* **COMPITI DA SVOLGERE**:
1. Elenchi tutti i luoghi menzionati nel brano su Pergolesi.
2. Prosegua il brano su Pergolesi, riprendendo subito dopo l'ultima frase riportata.

* **PAGINA**:

Il 16 marzo del 1736 (esattamente 282 anni fa) moriva il grande Giovanni Battista Pergolesi. Qui di seguito un brano a lui dedicato:
“Eppure, nonostante fosse nel pieno della giovinezza e il
successo gli arridesse, Giovanni Battista Pergolesi sentiva diminuire
continuamente le proprie forze. Secondo alcuni la sua delicatissima fibra, sempre più debilitata dalle sofferenze fisiche
e morali, cedeva, ormai stanca e spossata, agli attacchi
della tisi; secondo altri si era innamorato di una ragazza
di nobile famiglia, ma il fratello di lei si era opposto alla
loro unione, considerando il musicista di modeste capacità
e bassa condizione sociale. Così, i due giovani innamorati
avevano deciso di fuggire. Scoperti, la fanciulla era stata
segregata nel castello di famiglia e Pergolesi, distrutto dal
dolore, aveva abbandonato ogni attività e si era ritirato nella
bella Pozzuoli, nel convento dei frati Cappuccini.

Dati tratti da un insieme di etichettatura per punti:

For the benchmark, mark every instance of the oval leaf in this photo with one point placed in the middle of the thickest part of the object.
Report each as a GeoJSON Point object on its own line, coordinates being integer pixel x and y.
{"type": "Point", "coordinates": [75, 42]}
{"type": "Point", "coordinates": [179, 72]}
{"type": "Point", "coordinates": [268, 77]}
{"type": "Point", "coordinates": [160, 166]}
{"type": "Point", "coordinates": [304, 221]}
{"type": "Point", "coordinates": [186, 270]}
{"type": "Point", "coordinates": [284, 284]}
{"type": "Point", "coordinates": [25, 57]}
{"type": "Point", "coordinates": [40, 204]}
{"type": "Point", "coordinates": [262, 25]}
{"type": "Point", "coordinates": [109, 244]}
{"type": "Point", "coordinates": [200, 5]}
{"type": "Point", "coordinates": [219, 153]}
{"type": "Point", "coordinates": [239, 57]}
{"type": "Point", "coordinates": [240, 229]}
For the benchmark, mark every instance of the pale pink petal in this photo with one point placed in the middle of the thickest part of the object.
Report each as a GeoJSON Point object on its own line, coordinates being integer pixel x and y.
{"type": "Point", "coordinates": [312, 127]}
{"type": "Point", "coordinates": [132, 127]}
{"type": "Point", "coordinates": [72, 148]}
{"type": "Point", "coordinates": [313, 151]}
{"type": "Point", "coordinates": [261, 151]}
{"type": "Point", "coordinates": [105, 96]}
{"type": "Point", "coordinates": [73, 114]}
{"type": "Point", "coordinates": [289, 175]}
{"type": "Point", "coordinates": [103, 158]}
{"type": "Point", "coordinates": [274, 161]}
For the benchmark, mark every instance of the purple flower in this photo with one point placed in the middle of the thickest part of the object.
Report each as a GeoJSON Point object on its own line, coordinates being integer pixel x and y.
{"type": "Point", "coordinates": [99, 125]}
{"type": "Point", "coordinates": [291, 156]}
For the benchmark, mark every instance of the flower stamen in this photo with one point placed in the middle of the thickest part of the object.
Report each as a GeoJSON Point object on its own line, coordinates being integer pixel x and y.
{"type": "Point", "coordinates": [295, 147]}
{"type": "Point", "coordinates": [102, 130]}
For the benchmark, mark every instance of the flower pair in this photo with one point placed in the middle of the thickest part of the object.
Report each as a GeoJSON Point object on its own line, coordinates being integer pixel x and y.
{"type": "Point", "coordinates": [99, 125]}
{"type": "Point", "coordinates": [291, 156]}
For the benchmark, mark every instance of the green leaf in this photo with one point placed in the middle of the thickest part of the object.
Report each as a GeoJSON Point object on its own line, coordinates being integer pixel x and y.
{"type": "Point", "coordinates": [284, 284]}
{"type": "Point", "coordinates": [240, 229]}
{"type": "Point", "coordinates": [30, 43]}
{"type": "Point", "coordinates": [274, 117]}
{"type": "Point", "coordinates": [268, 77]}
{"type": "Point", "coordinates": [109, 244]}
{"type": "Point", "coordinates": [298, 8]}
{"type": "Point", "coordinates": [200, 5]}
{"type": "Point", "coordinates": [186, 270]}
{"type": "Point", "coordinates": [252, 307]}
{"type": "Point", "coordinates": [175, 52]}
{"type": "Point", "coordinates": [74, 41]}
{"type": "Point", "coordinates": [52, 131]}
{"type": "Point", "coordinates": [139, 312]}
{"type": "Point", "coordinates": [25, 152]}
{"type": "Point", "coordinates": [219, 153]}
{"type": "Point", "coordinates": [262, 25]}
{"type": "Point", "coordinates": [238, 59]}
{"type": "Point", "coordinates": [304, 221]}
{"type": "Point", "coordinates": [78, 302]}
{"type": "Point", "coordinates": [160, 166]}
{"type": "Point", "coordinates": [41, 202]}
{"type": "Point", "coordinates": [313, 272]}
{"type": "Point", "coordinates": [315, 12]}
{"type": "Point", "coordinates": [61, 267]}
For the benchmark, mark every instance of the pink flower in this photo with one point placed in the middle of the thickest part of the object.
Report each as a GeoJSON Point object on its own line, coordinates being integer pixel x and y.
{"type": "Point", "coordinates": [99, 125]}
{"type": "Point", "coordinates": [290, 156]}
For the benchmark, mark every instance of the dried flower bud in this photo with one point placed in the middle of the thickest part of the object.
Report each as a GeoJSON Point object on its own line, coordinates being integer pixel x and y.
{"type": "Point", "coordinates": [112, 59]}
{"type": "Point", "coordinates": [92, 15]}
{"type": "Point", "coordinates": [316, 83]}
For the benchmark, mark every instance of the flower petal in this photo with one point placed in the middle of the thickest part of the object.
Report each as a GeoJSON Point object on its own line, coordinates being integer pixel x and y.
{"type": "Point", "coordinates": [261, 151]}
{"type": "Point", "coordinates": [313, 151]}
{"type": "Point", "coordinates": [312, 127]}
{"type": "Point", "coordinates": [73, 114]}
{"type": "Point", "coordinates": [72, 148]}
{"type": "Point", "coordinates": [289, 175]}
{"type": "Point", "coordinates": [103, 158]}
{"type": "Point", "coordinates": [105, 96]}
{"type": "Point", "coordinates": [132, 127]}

---

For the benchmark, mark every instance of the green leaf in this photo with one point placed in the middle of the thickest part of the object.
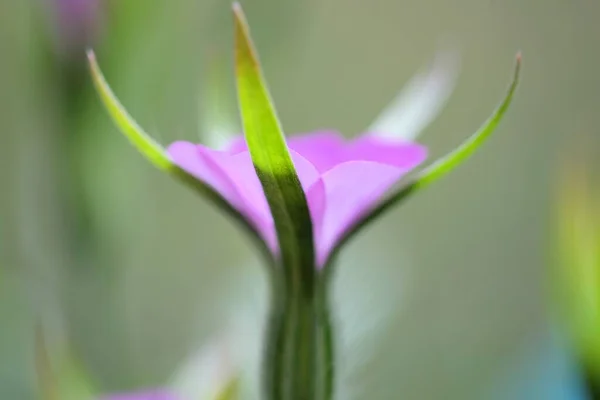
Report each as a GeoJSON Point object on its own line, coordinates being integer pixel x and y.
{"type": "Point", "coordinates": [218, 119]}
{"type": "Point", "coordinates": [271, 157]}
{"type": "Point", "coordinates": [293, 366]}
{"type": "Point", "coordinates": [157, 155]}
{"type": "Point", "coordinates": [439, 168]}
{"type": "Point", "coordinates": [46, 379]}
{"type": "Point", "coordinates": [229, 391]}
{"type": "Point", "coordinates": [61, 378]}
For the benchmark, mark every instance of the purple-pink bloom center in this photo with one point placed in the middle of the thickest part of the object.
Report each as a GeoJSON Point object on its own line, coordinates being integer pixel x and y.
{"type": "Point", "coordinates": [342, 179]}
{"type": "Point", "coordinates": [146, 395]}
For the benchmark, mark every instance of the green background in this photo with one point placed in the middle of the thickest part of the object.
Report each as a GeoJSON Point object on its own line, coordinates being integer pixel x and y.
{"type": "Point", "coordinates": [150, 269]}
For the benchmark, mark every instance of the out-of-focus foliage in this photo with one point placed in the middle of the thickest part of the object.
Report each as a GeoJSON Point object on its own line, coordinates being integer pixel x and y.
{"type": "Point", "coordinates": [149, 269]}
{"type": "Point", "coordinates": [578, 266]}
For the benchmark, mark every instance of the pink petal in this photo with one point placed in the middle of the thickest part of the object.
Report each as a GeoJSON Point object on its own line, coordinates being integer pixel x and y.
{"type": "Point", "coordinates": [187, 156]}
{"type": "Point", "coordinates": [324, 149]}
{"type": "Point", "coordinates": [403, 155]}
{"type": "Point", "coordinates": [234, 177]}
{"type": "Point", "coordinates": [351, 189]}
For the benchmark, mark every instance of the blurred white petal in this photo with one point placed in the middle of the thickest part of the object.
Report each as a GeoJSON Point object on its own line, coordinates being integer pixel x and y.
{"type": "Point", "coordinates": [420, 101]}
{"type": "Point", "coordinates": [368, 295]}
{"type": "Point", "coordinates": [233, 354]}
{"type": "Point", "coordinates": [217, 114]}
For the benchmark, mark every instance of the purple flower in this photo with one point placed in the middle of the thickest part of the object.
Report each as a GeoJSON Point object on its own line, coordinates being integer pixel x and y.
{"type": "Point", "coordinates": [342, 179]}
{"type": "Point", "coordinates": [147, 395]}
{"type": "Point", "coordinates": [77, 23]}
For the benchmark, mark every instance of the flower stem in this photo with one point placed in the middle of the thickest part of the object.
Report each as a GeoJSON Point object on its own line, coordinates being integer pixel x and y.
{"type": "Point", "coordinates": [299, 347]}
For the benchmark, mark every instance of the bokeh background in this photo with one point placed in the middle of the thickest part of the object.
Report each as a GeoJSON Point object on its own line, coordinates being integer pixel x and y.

* * *

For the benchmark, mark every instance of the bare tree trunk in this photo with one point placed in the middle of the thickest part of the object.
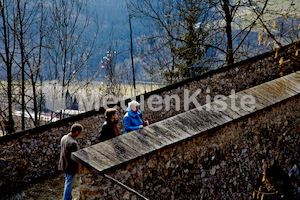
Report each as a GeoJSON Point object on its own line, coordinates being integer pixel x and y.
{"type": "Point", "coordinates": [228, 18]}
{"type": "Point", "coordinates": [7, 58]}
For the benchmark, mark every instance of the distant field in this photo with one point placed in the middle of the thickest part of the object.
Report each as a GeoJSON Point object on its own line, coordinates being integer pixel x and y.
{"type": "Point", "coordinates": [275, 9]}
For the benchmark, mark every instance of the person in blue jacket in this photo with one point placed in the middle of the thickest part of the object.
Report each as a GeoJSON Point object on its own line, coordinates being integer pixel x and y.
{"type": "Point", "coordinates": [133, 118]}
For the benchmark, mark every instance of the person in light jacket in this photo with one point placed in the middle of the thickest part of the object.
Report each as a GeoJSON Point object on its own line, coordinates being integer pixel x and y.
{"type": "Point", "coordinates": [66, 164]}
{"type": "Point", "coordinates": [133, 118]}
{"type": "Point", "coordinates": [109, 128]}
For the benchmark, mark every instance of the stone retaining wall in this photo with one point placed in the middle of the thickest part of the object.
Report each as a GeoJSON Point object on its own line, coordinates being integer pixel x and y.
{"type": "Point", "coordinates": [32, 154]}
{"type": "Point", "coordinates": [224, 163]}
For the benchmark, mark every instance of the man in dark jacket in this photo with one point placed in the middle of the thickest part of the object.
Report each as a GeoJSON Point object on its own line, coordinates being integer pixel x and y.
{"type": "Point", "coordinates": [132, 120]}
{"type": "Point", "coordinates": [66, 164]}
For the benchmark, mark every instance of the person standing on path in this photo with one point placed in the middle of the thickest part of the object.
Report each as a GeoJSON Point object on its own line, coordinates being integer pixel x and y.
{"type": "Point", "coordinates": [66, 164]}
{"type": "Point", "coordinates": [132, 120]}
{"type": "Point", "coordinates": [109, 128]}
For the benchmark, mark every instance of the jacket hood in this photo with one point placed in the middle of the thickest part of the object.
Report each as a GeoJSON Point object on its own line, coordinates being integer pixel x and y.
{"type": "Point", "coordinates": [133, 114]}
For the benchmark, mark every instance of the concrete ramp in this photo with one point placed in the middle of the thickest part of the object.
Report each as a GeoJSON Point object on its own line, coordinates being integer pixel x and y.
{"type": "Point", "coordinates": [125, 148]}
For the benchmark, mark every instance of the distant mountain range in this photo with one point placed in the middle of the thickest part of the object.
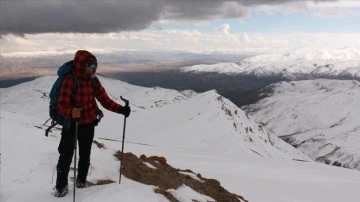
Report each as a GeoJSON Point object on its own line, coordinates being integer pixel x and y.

* **ELENCO RISPOSTE**:
1.
- il castello di famiglia
- Pozzuoli
- il convento dei frati Cappuccini

2.
Dunque, nel febbraio del 1736 Giovanni Battista si rinchiude
lì, nel convento annesso alla chiesa. Può contare
sulla protezione del duca di Maddaloni, discendente dei
fondatori del convento. Nutre la speranza che il clima mite
e l’aria salubre di Pozzuoli arrechino un qualche giovamento
alla sua delicatissima salute.
(…). Moribondo, termina
il capolavoro che lo renderà immortale: lo Stabat Mater,
commissionatogli l’anno precedente dalla Confraternita di
San Luigi di Palazzo sotto il titolo della Vergine dei dolori
di Napoli, dove lo aveva iniziato.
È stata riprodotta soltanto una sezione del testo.